__What to produce__
In the items below, change each occurrence of "outline the target" to "segment the target" and reproduce everything else unchanged. Omit the pictures from your answer.

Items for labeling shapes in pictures
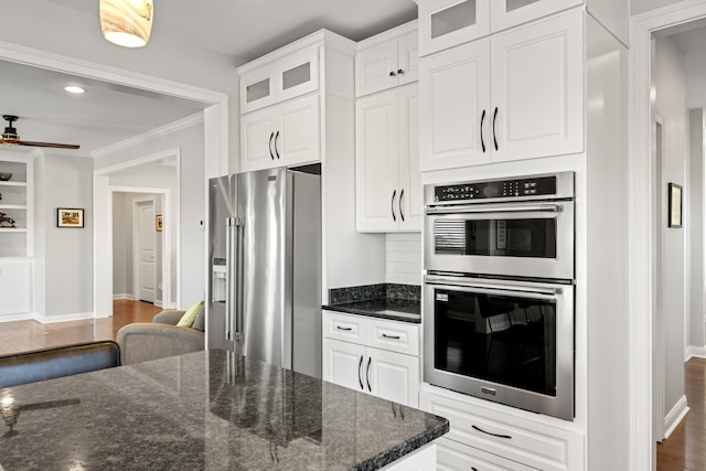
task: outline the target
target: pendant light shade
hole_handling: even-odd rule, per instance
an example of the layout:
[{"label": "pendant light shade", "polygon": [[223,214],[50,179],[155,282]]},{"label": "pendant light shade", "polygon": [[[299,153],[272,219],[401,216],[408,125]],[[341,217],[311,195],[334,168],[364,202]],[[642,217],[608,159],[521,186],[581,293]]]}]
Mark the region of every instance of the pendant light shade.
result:
[{"label": "pendant light shade", "polygon": [[111,43],[142,47],[152,31],[152,0],[100,0],[100,29]]}]

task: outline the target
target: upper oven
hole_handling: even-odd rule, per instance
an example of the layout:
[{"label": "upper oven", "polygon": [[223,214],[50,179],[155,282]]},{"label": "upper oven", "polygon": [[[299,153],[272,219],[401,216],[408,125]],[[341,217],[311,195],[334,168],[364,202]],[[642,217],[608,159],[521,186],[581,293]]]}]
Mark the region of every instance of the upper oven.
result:
[{"label": "upper oven", "polygon": [[425,186],[427,272],[574,279],[574,172]]}]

__Exercise solution__
task: segment the target
target: pendant light shade
hole_handling: even-odd rule, per instance
an example of the layout:
[{"label": "pendant light shade", "polygon": [[223,214],[50,179],[155,282]]},{"label": "pendant light shade", "polygon": [[[299,153],[272,219],[401,216],[408,125]],[[341,217],[311,195],[334,168],[364,202]],[[642,217],[608,159],[521,186],[581,293]]]}]
Mark the region of every instance of the pendant light shade.
result:
[{"label": "pendant light shade", "polygon": [[111,43],[142,47],[152,31],[152,0],[100,0],[100,29]]}]

task: segment the target
target: upper oven
hole_handling: even-odd rule, per instance
an example of the layout:
[{"label": "upper oven", "polygon": [[223,214],[50,179],[155,282]]},{"label": "upper oven", "polygon": [[[299,153],[272,219],[401,216],[408,125]],[[341,217],[311,195],[334,168],[364,202]],[[642,217],[608,159],[521,186],[581,293]]]}]
Mark the region of every instance of the upper oven.
result:
[{"label": "upper oven", "polygon": [[425,186],[427,272],[574,279],[574,172]]}]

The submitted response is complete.